#### Task requirements:
Go over the listing below line by line, and return each one holding the string "bottle".

#### Supplied entries:

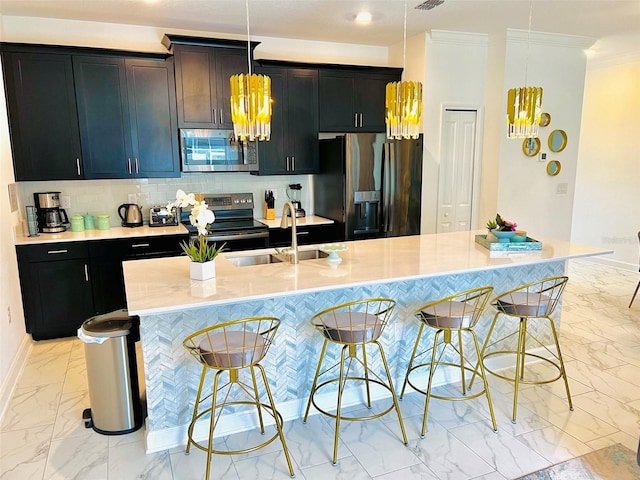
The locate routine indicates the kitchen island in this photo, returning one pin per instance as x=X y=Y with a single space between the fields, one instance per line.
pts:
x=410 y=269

--

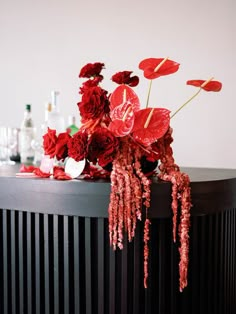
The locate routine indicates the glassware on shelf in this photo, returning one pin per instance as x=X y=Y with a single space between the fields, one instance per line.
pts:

* * *

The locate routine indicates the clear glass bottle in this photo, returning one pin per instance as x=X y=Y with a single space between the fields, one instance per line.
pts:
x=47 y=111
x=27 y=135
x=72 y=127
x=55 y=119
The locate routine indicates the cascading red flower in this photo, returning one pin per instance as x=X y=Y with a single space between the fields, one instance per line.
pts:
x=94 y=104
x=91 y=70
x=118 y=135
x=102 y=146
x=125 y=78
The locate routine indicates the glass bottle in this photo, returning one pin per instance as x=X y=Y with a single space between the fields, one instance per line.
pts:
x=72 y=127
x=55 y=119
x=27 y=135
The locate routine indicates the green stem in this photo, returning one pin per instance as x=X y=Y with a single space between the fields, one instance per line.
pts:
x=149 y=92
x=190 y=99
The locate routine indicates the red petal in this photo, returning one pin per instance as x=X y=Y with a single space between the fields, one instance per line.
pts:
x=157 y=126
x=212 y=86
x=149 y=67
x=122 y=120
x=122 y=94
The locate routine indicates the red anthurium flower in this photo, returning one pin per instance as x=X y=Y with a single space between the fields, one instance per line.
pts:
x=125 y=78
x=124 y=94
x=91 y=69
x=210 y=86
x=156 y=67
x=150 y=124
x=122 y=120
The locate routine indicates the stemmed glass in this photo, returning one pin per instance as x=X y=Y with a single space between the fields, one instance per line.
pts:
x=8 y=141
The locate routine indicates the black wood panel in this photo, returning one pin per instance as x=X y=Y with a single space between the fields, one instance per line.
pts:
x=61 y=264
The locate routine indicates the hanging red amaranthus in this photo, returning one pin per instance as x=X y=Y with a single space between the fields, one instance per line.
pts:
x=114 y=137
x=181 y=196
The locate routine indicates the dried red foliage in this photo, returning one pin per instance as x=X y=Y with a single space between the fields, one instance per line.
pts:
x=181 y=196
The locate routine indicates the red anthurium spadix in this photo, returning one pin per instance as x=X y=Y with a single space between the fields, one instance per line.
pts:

#### Answer area:
The locate routine indicates the clear glass bottle in this photo, returning one pin per instance as x=X y=Y with a single space between the fields, one instance per line.
The locate routine indicates the glass bottle in this photo, returning one pin per instance as x=X y=Y with a single space between the fields, one instance per line.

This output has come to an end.